— START OF Text provided —

Gaussian Elimination | Linear Algebra Cheat Sheet

Overview

Gaussian elimination is a systematic method for solving systems of linear equations by reducing the augmented matrix to row echelon form through elementary row operations.

Elementary Row Operations

Operation	Notation	Description
Swap	$R_i \leftrightarrow R_j$	Interchange rows $i$ and $j$
Scale	$cR_i \to R_i$	Multiply row $i$ by non-zero scalar $c$
Replace	$R_i + cR_j \to R_i$	Add $c$ times row $j$ to row $i$

Algorithm

Forward Elimination

Find the leftmost non-zero column (pivot column)
If necessary, swap rows to get a non-zero entry at the top
Use row replacement to create zeros below the pivot
Repeat for the remaining submatrix

Back Substitution

After reaching echelon form:

Solve for the last variable
Substitute back to find remaining variables

Example

Solve:

$x + 2y + 3z = 6$ $2x + 5y + 3z = 8$ $x + 8z = 9$

Step 1: Augmented Matrix

$\left[\begin{array}{ccc|c} 1 & 2 & 3 & 6 \\ 2 & 5 & 3 & 8 \\ 1 & 0 & 8 & 9 \end{array}\right]$

Step 2: Eliminate Below First Pivot

$R_2 - 2R_1 \to R_2$ :

$\left[\begin{array}{ccc|c} 1 & 2 & 3 & 6 \\ 0 & 1 & -3 & -4 \\ 1 & 0 & 8 & 9 \end{array}\right]$

$R_3 - R_1 \to R_3$ :

$\left[\begin{array}{ccc|c} 1 & 2 & 3 & 6 \\ 0 & 1 & -3 & -4 \\ 0 & -2 & 5 & 3 \end{array}\right]$

Step 3: Eliminate Below Second Pivot

$R_3 + 2R_2 \to R_3$ :

$\left[\begin{array}{ccc|c} 1 & 2 & 3 & 6 \\ 0 & 1 & -3 & -4 \\ 0 & 0 & -1 & -5 \end{array}\right]$

Step 4: Back Substitution

From row 3: $-z = -5 \Rightarrow z = 5$

From row 2: $y - 3(5) = -4 \Rightarrow y = 11$

From row 1: $x + 2(11) + 3(5) = 6 \Rightarrow x = -31$

Solution: $x = -31$ , $y = 11$ , $z = 5$

Pivot Positions

A pivot is the leading non-zero entry in a row of echelon form.

— END OF Text provided —
— START OF Supplied data —

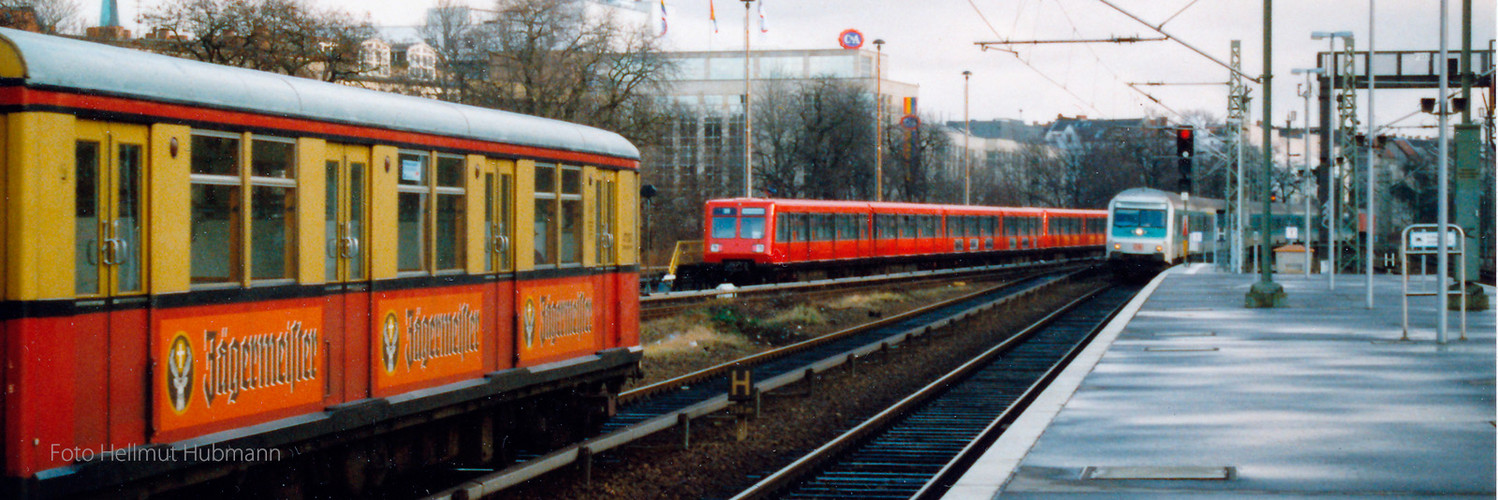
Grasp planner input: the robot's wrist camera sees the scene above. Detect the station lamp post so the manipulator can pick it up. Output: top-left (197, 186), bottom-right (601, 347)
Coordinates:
top-left (1290, 67), bottom-right (1326, 280)
top-left (1243, 0), bottom-right (1285, 308)
top-left (962, 70), bottom-right (972, 205)
top-left (873, 39), bottom-right (884, 202)
top-left (743, 0), bottom-right (753, 198)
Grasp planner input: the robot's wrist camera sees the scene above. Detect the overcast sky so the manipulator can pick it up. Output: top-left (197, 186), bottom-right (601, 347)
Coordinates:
top-left (99, 0), bottom-right (1495, 135)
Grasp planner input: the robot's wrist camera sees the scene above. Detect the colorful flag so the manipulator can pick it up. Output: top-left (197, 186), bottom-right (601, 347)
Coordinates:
top-left (759, 0), bottom-right (770, 33)
top-left (661, 0), bottom-right (667, 36)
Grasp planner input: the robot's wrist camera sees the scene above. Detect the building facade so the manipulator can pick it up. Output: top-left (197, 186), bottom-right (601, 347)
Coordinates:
top-left (644, 49), bottom-right (920, 198)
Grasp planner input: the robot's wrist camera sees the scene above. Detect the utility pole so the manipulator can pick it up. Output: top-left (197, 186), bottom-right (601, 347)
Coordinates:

— END OF Supplied data —

> _Directions_:
1 > Write down the part of the Gaussian elimination cheat sheet that begins at the words "From row 3: $-z" and stops after "of echelon form.".
2 > According to the Gaussian elimination cheat sheet, what is a pivot?
You won't need the data for anything here.

> _Response list_:
1 >
From row 3: $-z = -5 \Rightarrow z = 5$

From row 2: $y - 3(5) = -4 \Rightarrow y = 11$

From row 1: $x + 2(11) + 3(5) = 6 \Rightarrow x = -31$

Solution: $x = -31$ , $y = 11$ , $z = 5$

Pivot Positions

A pivot is the leading non-zero entry in a row of echelon form.

2 > A pivot is the leading non-zero entry in a row of echelon form.